▶ [PAGE EXTRACT]
BEGIN

As demonstrated by the above example, the correct ordering of these FSM transitions is crucial for ensuring compliance with the implementation protocol while maintaining efficiency in hardware design. However, testing such implementations with fuzzing is particularly complex due to the challenge of identifying the correct sequence of actions needed to drive the design through all possible states. The dependency between multiple handshakes and state transitions makes it difficult to generate meaningful test cases that achieve high coverage, as incorrect sequences may lead to deadlocks or incomplete transactions, ultimately reaching a coverage plateau.

#### 2.2 Related Work

Fuzzing is widely used for both hardware and software validation to complement traditional validation techniques, such as simulation with random tests and formal methods. There are recent efforts to utilize software fuzzing [12, 13, 21, 23, 25, 26, 29, 32, 35, 36, 44, 48, 53, 54, 56-58] to verify hardware systems by translating hardware designs into software models [50]. With various application specific modifications, Fuzzing has been used in diverse domains, including processor validation [2, 11], memory vulnerability detection [40], SoC security verification [14, 15] and network protocol verification [1, 28, 30, 33, 34, 37, 38, 42, 52, 55]. For example, SoCFuzzer [15] employed a cost function-driven feedback mechanism to identify vulnerabilities autonomously in complex architectures. Authors have dynamically evaluated test case effectiveness based on factors such as code coverage and state transitions, which prioritizes inputs that are more likely to uncover subtle security flaws. Similarly, TaintFuzzerd [14] integrated taint inference with fuzz testing to improve SoC robustness. For this purpose, authors have analyzed the data flow within the SoC. Then they proposed a technique that can identify how the input data propagates through the system, enabling the detection of vulnerabilities that might be missed by traditional testing methods. Gohil et al. utilized multi-armed bandit algorithms to adaptively improve detection efficiency in processors [11]. Similarly, WhisperFuzz used microarchitectural state transitions to identify and localize timing-related issues in processor designs [2]. This technique automatically extracts microarchitectural state transitions from a processor's register-transfer level (RTL) design and instruments the design to monitor these transitions as coverage metrics, enabling precise detection and localization of timing vulnerabilities.

END

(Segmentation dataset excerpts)

BEGIN

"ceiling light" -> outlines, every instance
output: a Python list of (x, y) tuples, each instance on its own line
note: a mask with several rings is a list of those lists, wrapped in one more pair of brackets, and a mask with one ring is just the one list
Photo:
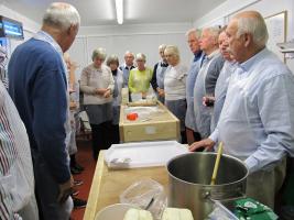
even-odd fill
[(117, 20), (119, 24), (123, 22), (123, 0), (116, 0)]

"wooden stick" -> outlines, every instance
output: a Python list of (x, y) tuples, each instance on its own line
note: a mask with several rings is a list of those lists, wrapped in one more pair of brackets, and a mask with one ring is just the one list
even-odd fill
[(215, 167), (214, 167), (214, 173), (213, 173), (210, 185), (215, 185), (216, 184), (217, 172), (218, 172), (219, 161), (220, 161), (221, 154), (222, 154), (222, 142), (219, 142), (218, 151), (217, 151), (217, 160), (216, 160), (216, 163), (215, 163)]

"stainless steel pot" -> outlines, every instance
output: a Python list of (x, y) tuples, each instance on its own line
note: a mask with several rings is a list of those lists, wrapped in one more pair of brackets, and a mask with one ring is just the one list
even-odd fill
[(167, 163), (168, 207), (190, 209), (194, 220), (204, 220), (213, 201), (244, 196), (248, 168), (242, 161), (222, 155), (216, 185), (210, 186), (216, 153), (188, 153)]

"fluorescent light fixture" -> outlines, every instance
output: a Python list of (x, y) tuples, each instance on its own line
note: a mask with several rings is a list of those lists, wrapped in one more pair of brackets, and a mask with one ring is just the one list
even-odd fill
[(116, 0), (117, 20), (119, 24), (123, 22), (123, 0)]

END

▶ [WHAT TO WORK ON]
(1) In the passage on hardware fuzzing, what does SoCFuzzer use to find vulnerabilities on its own in complex architectures?
(2) Pull out the part of the passage on hardware fuzzing that begins at the words "As demonstrated by" and stops after "a coverage plateau.".
You won't need the items for any of this.

▶ [FULL ANSWERS]
(1) A cost function-driven feedback mechanism.

(2)
As demonstrated by the above example, the correct ordering of these FSM transitions is crucial for ensuring compliance with the implementation protocol while maintaining efficiency in hardware design. However, testing such implementations with fuzzing is particularly complex due to the challenge of identifying the correct sequence of actions needed to drive the design through all possible states. The dependency between multiple handshakes and state transitions makes it difficult to generate meaningful test cases that achieve high coverage, as incorrect sequences may lead to deadlocks or incomplete transactions, ultimately reaching a coverage plateau.